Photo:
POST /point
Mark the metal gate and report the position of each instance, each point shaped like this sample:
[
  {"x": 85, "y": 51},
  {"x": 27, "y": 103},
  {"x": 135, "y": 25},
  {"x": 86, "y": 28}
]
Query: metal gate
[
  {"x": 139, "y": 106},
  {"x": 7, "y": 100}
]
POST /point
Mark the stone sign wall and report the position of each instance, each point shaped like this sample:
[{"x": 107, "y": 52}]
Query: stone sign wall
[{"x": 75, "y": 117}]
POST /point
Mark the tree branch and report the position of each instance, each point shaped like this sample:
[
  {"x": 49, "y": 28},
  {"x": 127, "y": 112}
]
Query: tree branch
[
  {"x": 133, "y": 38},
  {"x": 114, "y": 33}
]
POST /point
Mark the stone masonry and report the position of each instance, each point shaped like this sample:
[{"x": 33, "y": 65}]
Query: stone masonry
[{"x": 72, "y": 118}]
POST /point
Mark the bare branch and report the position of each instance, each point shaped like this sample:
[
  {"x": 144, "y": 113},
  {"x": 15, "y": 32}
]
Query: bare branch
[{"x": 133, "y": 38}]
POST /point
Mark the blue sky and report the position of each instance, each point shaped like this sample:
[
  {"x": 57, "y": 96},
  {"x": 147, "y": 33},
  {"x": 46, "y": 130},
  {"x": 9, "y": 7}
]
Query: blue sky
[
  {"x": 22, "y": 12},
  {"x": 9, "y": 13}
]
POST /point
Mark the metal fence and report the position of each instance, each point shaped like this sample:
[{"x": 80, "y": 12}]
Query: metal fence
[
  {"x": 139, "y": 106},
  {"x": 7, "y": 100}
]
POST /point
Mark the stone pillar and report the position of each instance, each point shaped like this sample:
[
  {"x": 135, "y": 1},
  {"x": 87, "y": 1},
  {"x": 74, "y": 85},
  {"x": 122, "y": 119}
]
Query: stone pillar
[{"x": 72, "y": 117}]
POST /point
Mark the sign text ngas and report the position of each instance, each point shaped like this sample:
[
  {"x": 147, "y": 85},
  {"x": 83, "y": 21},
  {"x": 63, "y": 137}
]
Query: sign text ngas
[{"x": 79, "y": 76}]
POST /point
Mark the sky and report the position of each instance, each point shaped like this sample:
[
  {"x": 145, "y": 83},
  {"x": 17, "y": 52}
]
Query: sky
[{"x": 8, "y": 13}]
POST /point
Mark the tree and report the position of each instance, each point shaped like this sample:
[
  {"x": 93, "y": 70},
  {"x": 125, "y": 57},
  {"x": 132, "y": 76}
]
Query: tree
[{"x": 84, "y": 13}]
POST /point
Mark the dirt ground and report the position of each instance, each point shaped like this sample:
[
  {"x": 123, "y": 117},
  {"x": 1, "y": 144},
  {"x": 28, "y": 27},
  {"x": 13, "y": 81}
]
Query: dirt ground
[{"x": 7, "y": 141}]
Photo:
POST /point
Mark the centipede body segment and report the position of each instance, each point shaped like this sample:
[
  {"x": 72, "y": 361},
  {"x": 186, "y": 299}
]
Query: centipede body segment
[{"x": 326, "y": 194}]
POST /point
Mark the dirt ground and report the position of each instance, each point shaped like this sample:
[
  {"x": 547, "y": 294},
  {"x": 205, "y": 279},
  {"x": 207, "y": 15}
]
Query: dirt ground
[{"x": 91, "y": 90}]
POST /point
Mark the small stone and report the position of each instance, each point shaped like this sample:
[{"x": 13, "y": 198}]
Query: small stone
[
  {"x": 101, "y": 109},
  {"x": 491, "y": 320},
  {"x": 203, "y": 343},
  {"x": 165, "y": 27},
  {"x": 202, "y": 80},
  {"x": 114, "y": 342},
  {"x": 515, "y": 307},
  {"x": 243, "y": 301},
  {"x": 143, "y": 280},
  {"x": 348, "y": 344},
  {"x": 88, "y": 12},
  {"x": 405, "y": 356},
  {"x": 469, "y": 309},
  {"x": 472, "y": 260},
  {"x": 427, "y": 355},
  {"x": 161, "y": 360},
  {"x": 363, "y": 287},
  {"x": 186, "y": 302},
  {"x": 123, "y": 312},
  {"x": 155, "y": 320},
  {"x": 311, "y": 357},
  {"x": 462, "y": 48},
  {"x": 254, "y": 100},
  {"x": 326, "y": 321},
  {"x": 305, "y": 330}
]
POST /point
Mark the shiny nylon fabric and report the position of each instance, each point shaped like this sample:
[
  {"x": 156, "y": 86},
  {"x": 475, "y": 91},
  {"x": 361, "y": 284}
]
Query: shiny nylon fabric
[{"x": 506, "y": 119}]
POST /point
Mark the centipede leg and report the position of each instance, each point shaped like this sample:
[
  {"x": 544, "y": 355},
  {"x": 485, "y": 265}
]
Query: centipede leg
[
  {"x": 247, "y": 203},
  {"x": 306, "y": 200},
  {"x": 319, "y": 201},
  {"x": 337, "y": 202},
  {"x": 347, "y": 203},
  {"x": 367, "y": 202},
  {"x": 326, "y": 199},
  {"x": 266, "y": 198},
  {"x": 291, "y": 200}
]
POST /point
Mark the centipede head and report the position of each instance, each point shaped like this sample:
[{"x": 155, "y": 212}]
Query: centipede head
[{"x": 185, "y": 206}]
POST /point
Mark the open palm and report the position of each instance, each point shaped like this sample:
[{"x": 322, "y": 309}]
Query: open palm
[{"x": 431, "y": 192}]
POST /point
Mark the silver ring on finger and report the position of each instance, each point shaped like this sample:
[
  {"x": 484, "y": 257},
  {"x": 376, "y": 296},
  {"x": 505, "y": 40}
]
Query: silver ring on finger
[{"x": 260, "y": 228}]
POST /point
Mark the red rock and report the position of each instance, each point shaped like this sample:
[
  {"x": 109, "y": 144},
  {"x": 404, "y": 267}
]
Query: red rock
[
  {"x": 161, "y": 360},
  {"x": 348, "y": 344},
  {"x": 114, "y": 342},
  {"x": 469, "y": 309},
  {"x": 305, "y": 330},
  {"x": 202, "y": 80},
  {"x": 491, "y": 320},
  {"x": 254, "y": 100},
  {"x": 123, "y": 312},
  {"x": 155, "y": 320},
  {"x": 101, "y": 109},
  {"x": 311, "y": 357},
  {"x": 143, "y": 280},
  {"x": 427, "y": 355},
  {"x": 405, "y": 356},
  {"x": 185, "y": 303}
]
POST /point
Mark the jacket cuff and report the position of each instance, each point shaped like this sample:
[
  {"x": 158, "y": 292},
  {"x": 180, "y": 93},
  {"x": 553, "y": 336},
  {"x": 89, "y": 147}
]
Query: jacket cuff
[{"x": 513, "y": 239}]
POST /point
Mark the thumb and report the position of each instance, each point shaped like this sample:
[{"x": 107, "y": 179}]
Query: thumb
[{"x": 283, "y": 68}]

HOW TO COMPLETE THIS TASK
Each entry above must be repeated word for word.

SOLUTION FOR THIS EXERCISE
Photo:
POST /point
Mark the metal gate and report the position of each instance, each point shaped like this sample:
[
  {"x": 85, "y": 51},
  {"x": 27, "y": 103},
  {"x": 135, "y": 25},
  {"x": 86, "y": 28}
]
Query: metal gate
[
  {"x": 139, "y": 106},
  {"x": 7, "y": 100}
]
POST /point
Mark the stone sign wall and report the position of each instance, each point shaped like this sample:
[{"x": 107, "y": 52}]
Query: stone sign wall
[{"x": 75, "y": 117}]
POST /point
Mark the tree branch and report the position of each instance, each point shaped like this sample:
[
  {"x": 49, "y": 28},
  {"x": 127, "y": 112}
]
Query: tree branch
[
  {"x": 133, "y": 38},
  {"x": 114, "y": 33}
]
POST /point
Mark the stone masonry and report the position of each instance, each point shaped like this sample:
[{"x": 33, "y": 65}]
Query: stone masonry
[{"x": 72, "y": 118}]
POST /point
Mark the bare branch and report the position of each instance, each point shaped like this sample:
[
  {"x": 144, "y": 113},
  {"x": 15, "y": 32}
]
Query: bare branch
[{"x": 133, "y": 38}]
POST /point
Mark the blue sky and report the position of each instance, each point shaped like this sample:
[
  {"x": 57, "y": 96},
  {"x": 147, "y": 33},
  {"x": 46, "y": 130},
  {"x": 9, "y": 7}
]
Query: blue sky
[
  {"x": 22, "y": 12},
  {"x": 9, "y": 13}
]
POST /point
Mark the metal fence and report the position of each instance, each point shaped like this sample:
[{"x": 80, "y": 12}]
Query: metal fence
[
  {"x": 139, "y": 106},
  {"x": 7, "y": 100}
]
POST /point
Mark the stone pillar and report the position of each instance, each point shaped like this sample:
[
  {"x": 135, "y": 1},
  {"x": 87, "y": 1},
  {"x": 74, "y": 85},
  {"x": 122, "y": 119}
]
Query: stone pillar
[{"x": 72, "y": 117}]
POST /point
Mark the sign text ngas and report the position of each instance, each point shaped like this sample:
[
  {"x": 147, "y": 85},
  {"x": 83, "y": 21},
  {"x": 63, "y": 137}
]
Query: sign text ngas
[{"x": 79, "y": 76}]
POST /point
Mark the sky and report the position of each instance, each point shaped like this sample:
[
  {"x": 145, "y": 83},
  {"x": 17, "y": 52}
]
Query: sky
[{"x": 8, "y": 13}]
POST /point
Mark the tree and report the position of each instance, each point shaped like this sample:
[
  {"x": 93, "y": 70},
  {"x": 125, "y": 57},
  {"x": 132, "y": 76}
]
Query: tree
[{"x": 84, "y": 13}]
POST /point
Mark the dirt ground and report the position of each instance, each point shaped like this sample:
[
  {"x": 123, "y": 117},
  {"x": 1, "y": 144},
  {"x": 28, "y": 27},
  {"x": 13, "y": 81}
]
Query: dirt ground
[{"x": 7, "y": 141}]
Photo:
POST /point
Mark the centipede body segment and report the position of each instance, each point shaped like this sample:
[
  {"x": 72, "y": 361},
  {"x": 186, "y": 299}
]
Query: centipede body segment
[{"x": 326, "y": 194}]
POST /point
Mark the dirt ground and report the position of each instance, each point shaped like this sample:
[
  {"x": 547, "y": 294},
  {"x": 205, "y": 279},
  {"x": 207, "y": 15}
]
Query: dirt ground
[{"x": 91, "y": 90}]
POST /point
Mark the small stone and report the position of each instance, each point shaped like this sample:
[{"x": 13, "y": 198}]
Query: small stone
[
  {"x": 101, "y": 109},
  {"x": 491, "y": 320},
  {"x": 203, "y": 343},
  {"x": 165, "y": 27},
  {"x": 202, "y": 80},
  {"x": 114, "y": 342},
  {"x": 515, "y": 307},
  {"x": 243, "y": 301},
  {"x": 143, "y": 280},
  {"x": 348, "y": 344},
  {"x": 88, "y": 12},
  {"x": 405, "y": 356},
  {"x": 469, "y": 309},
  {"x": 472, "y": 260},
  {"x": 427, "y": 355},
  {"x": 161, "y": 360},
  {"x": 363, "y": 287},
  {"x": 186, "y": 302},
  {"x": 123, "y": 312},
  {"x": 155, "y": 320},
  {"x": 311, "y": 357},
  {"x": 462, "y": 48},
  {"x": 254, "y": 100},
  {"x": 326, "y": 321},
  {"x": 305, "y": 330}
]
POST /point
Mark the shiny nylon fabric and report the position of each instance, each point shaped like this sample:
[
  {"x": 156, "y": 86},
  {"x": 475, "y": 91},
  {"x": 361, "y": 284}
]
Query: shiny nylon fabric
[{"x": 506, "y": 119}]
POST /point
Mark the centipede leg and report the position of each instance, each point shaped like this sample:
[
  {"x": 544, "y": 355},
  {"x": 485, "y": 265}
]
Query: centipede leg
[
  {"x": 247, "y": 203},
  {"x": 306, "y": 200},
  {"x": 319, "y": 201},
  {"x": 337, "y": 202},
  {"x": 347, "y": 203},
  {"x": 367, "y": 202},
  {"x": 326, "y": 199},
  {"x": 266, "y": 198},
  {"x": 291, "y": 200}
]
POST /point
Mark the centipede head and report the position of each instance, each point shaped like this sample:
[{"x": 155, "y": 212}]
Query: centipede head
[{"x": 185, "y": 206}]
POST /point
Mark the open palm and report the position of each instance, each point shaped like this sample:
[{"x": 322, "y": 309}]
Query: open palm
[{"x": 431, "y": 192}]
POST /point
Mark the silver ring on finger and report the position of each instance, each point shaped like this sample:
[
  {"x": 484, "y": 257},
  {"x": 376, "y": 296},
  {"x": 505, "y": 40}
]
Query: silver ring on finger
[{"x": 260, "y": 228}]
POST /point
Mark the red rock and report the position of each instance, each point shaped like this sample:
[
  {"x": 109, "y": 144},
  {"x": 404, "y": 267}
]
Query: red rock
[
  {"x": 161, "y": 360},
  {"x": 348, "y": 344},
  {"x": 114, "y": 342},
  {"x": 469, "y": 309},
  {"x": 305, "y": 330},
  {"x": 202, "y": 80},
  {"x": 491, "y": 320},
  {"x": 254, "y": 100},
  {"x": 123, "y": 312},
  {"x": 155, "y": 320},
  {"x": 101, "y": 109},
  {"x": 311, "y": 357},
  {"x": 143, "y": 280},
  {"x": 427, "y": 355},
  {"x": 405, "y": 356},
  {"x": 185, "y": 303}
]
POST /point
Mark the jacket cuff and report the position of each instance, each point shaped like this sample:
[
  {"x": 158, "y": 292},
  {"x": 180, "y": 93},
  {"x": 553, "y": 336},
  {"x": 89, "y": 147}
]
Query: jacket cuff
[{"x": 513, "y": 239}]
POST /point
Mark the thumb and report the position of each instance, each point shaped like this sample:
[{"x": 107, "y": 179}]
Query: thumb
[{"x": 283, "y": 68}]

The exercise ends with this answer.